__Your assignment__
Return all the data, word for word.

__Data in this exercise__

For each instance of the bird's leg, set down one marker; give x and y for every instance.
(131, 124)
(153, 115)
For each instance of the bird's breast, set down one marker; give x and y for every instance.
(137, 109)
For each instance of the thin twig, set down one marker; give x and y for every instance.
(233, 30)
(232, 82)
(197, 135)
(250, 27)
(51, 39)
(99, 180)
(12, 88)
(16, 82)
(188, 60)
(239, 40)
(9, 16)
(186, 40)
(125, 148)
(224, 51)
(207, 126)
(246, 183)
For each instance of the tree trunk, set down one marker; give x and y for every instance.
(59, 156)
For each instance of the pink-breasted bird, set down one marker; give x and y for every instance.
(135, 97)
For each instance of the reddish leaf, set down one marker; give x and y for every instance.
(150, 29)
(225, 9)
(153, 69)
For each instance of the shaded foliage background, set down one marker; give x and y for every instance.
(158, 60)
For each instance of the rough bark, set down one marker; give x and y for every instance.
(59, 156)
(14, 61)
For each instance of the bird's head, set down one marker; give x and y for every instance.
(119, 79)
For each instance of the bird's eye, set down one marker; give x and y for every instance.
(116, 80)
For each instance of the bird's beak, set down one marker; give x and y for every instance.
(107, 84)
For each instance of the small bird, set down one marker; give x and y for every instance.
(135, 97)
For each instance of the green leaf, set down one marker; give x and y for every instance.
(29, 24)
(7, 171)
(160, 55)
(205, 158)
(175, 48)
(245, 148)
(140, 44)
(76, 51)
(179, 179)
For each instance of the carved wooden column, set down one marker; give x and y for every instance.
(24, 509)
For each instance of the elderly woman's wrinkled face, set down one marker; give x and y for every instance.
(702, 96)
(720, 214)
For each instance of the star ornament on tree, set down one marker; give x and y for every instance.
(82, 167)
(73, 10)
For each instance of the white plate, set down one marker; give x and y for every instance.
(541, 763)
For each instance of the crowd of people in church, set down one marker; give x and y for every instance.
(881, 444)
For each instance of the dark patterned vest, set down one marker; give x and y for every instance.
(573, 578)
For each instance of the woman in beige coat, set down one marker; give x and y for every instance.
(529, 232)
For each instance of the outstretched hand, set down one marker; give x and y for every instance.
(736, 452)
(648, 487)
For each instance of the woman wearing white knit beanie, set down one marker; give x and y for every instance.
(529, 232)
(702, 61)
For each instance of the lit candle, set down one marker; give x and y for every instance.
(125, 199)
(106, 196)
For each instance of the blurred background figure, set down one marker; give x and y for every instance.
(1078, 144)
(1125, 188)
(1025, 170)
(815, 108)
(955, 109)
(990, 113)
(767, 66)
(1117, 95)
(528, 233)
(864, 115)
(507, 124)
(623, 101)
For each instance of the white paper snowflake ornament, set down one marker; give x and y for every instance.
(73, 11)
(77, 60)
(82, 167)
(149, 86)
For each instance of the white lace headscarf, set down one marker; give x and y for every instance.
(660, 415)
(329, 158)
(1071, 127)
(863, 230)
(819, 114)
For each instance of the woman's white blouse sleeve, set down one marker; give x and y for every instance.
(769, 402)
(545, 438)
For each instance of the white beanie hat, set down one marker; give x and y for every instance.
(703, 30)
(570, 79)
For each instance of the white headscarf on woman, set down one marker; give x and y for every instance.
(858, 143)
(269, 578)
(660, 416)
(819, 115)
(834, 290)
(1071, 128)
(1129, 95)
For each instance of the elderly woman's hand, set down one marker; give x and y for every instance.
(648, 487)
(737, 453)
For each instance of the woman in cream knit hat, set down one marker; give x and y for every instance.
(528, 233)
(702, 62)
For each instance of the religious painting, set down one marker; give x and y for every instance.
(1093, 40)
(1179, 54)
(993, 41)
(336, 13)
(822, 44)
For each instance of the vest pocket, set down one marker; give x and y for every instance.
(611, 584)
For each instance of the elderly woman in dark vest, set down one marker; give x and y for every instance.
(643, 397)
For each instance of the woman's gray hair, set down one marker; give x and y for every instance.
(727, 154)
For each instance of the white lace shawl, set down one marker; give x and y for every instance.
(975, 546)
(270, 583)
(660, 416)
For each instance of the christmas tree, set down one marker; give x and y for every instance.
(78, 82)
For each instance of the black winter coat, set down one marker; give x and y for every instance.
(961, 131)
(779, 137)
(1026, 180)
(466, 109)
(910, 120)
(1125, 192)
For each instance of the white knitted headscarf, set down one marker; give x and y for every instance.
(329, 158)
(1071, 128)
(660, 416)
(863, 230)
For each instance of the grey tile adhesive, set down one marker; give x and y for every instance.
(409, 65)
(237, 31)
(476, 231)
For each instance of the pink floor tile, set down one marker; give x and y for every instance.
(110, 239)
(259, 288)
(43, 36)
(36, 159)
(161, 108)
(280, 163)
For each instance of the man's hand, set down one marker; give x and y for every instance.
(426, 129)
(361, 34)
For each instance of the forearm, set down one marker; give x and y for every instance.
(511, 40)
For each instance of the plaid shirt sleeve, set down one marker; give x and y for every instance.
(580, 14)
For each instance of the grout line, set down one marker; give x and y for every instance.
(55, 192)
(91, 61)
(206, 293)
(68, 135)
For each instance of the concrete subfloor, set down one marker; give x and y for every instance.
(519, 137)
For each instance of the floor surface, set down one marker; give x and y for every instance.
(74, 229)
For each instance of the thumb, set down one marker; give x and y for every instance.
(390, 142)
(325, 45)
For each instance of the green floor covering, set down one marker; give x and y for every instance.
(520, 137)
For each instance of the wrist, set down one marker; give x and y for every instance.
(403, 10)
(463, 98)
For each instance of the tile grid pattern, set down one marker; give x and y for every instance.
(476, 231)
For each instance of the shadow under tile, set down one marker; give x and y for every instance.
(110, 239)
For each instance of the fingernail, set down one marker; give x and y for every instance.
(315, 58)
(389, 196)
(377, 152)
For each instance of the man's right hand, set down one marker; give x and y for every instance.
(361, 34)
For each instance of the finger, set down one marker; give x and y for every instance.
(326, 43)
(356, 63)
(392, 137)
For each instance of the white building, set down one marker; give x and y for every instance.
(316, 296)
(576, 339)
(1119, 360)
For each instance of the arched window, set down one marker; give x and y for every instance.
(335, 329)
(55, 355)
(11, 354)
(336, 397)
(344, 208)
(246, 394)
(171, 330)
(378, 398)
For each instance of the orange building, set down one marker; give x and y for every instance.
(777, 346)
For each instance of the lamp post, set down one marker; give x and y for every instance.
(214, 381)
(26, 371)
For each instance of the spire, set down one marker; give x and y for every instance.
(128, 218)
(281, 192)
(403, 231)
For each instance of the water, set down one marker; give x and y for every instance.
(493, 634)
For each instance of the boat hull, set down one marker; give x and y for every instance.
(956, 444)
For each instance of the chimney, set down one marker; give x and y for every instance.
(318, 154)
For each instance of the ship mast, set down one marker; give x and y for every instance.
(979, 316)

__Reply to the exercise__
For each instance of the bird's leg, set down one marker; give x and y for every instance.
(131, 124)
(153, 115)
For each instance of the bird's breast, set down one marker; give x and y for every instance.
(137, 109)
For each instance of the thin twig, set down one marker; give x and y for every instance.
(233, 30)
(232, 82)
(197, 135)
(250, 27)
(51, 39)
(99, 180)
(12, 88)
(16, 82)
(188, 60)
(239, 40)
(9, 16)
(186, 40)
(125, 148)
(224, 51)
(207, 126)
(246, 183)
For each instance of the tree trunk, set down one marker; give x and y for every instance.
(59, 156)
For each instance of the pink-breasted bird, set down one marker; give x and y for every instance.
(135, 97)
For each instance of the reddish leaf, set down one marker; give x and y for every instance.
(150, 29)
(225, 9)
(153, 69)
For each instance of the shaded foliage background, set down one marker; give x and y for every instance.
(158, 60)
For each instance of the rough bark, set down one marker; give x and y for every instance.
(59, 156)
(14, 61)
For each instance of the bird's head, set down one marker; give x and y for every instance.
(119, 79)
For each instance of the bird's eye, set down one marker; give x and y for every instance.
(116, 80)
For each instance of the bird's beak, set down one marker; give x and y for every instance.
(107, 84)
For each instance of the small bird, set down one marker; give x and y for every instance.
(135, 97)
For each instance of the green leaf, set down one marker; give x and y for every instance.
(29, 24)
(7, 171)
(160, 55)
(205, 158)
(175, 48)
(245, 148)
(140, 44)
(76, 51)
(179, 179)
For each instance of the carved wooden column, set down one marker; give x and y for every instance.
(24, 509)
For each instance of the elderly woman's wrinkled face, set down one marker; give x and y for every instance.
(702, 96)
(720, 214)
For each instance of the star ornament on tree, set down one marker; give x and y for every instance.
(82, 167)
(73, 10)
For each instance of the white plate, set down one marker; give x and y for every instance.
(541, 763)
For each instance of the crowd of people in church, set down one marker; give x and y for every instance.
(881, 444)
For each instance of the dark patterned vest, set down one marker; give x and y for every instance.
(573, 578)
For each instance of the woman in beige coat, set down one marker; give x and y for every instance.
(529, 232)
For each instance of the outstretched hand, set down one marker; give x and y for every instance.
(736, 452)
(648, 487)
For each instance of the woman wearing white knit beanie, set down one marker; give x and y for every instance.
(529, 232)
(702, 61)
For each instance of the lit candle, set down one marker; give x and y for every instance.
(125, 199)
(106, 196)
For each instance of the blurred background figure, set down one marker; give x and y for every instance.
(1078, 144)
(1125, 188)
(1025, 170)
(815, 108)
(955, 109)
(990, 113)
(767, 66)
(1117, 95)
(528, 233)
(864, 115)
(507, 124)
(623, 101)
For each instance of the white paper snowflake ornament, set down one marker; give x and y for every instance.
(73, 11)
(77, 60)
(82, 167)
(149, 86)
For each instance of the white lace headscarf, set down one marker; give x and y for every instance.
(660, 415)
(329, 158)
(1071, 127)
(863, 230)
(819, 114)
For each instance of the woman's white blouse sleeve, set down one marker; give x and y for every instance.
(769, 402)
(545, 438)
For each instance of the white beanie hat, set down one marker; give x and y for every instance.
(703, 30)
(570, 79)
For each instance of the white headscarf on woman, set down one marker; give x and y for every instance.
(858, 143)
(269, 578)
(660, 416)
(819, 115)
(834, 290)
(1071, 128)
(1129, 95)
For each instance of the elderly woman's hand, set down one marker; give x and y for every instance.
(648, 487)
(737, 453)
For each instance of the woman in cream knit hat, set down one marker; give x and y for every instance.
(528, 233)
(702, 62)
For each instance of the religious painting, set down one marker; give x and y for every instance.
(1093, 40)
(1179, 54)
(993, 41)
(336, 13)
(822, 44)
For each instance of the vest pocket, set down one marker; give x and y for every instance.
(611, 584)
For each instance of the elderly woman in dark vest, set down one marker; give x and y for every instance.
(643, 397)
For each instance of the woman's gray hair, set down one marker; give x and y for every instance.
(727, 154)
For each instance of the white lace shawl, set down one marker; give x and y for every instance.
(975, 546)
(270, 583)
(660, 416)
For each instance of the christmas tree, set down one marker; give x and y for every instance.
(78, 82)
For each instance of the black winter coat, set down one marker; give x and y for every instance.
(961, 131)
(779, 137)
(1026, 180)
(466, 109)
(910, 120)
(1125, 192)
For each instance of the white knitted headscarf, set down one marker; give x and y for every instance.
(329, 158)
(1071, 128)
(660, 416)
(863, 230)
For each instance of the grey tile adhesive, set down one marker; give x and y for every instance.
(409, 65)
(237, 31)
(476, 231)
For each instance of the pink floor tile, set down one marker; give x and y for every instance.
(110, 239)
(259, 288)
(43, 36)
(36, 159)
(161, 108)
(280, 163)
For each instance of the man's hand, set down one marker; give x and y for every instance.
(426, 129)
(361, 34)
For each instance of the forearm, set down one marker; give x and y for every instance.
(511, 40)
For each instance of the plaid shirt sleeve, set down one marker; give x and y for every instance.
(580, 14)
For each instance of the grout line, set down one marker; give x and y for every instance.
(55, 192)
(91, 61)
(206, 293)
(68, 135)
For each instance of the concrete subfloor, set down one marker; give x and y for every instance.
(519, 137)
For each instance of the floor surface, set down one marker; give x and y for every instance.
(74, 229)
For each instance of the thumb, set down one marker; give x and y for every instance.
(390, 142)
(325, 45)
For each instance of the green floor covering, set down one marker; give x and y for every instance.
(520, 137)
For each instance of the wrist, set down one marker; give x and y for every instance.
(403, 10)
(463, 98)
For each instance of the tile grid pattern, set down one marker; give x and y for every instance.
(476, 231)
For each instance of the shadow under tile, set down one marker; give x and y for every instance.
(110, 239)
For each instance of the fingernail, set down one marker; give x and y for every instance.
(315, 58)
(389, 196)
(377, 152)
For each instance of the man's right hand, set down one marker; give x and y for every instance.
(361, 34)
For each instance of the finger, set down one marker; give x and y for every instance.
(326, 43)
(356, 63)
(392, 137)
For each instance of the white building, set down one marker; give x and y for every instance.
(316, 296)
(576, 339)
(1119, 360)
For each instance of the arched window, set down one marker; give x and y for every instance.
(335, 329)
(55, 355)
(11, 354)
(336, 397)
(344, 208)
(246, 394)
(171, 330)
(378, 398)
For each instance of the orange building, set down one marker; give x and y for every instance.
(777, 346)
For each instance of the lamp post, set down one marker; give x and y for every instance.
(214, 381)
(26, 371)
For each instance of the spire, set down one marker; give x and y for every instance.
(128, 218)
(281, 192)
(403, 231)
For each instance of the water, set down one marker; give x and y for every instance.
(493, 634)
For each instance of the boat hull, set down one marker; give x and y for every instance.
(956, 444)
For each instance of the chimney, set down one marker; give x and y for every instance.
(318, 154)
For each instance of the ship mast, set down one marker; give x and y for every instance.
(979, 316)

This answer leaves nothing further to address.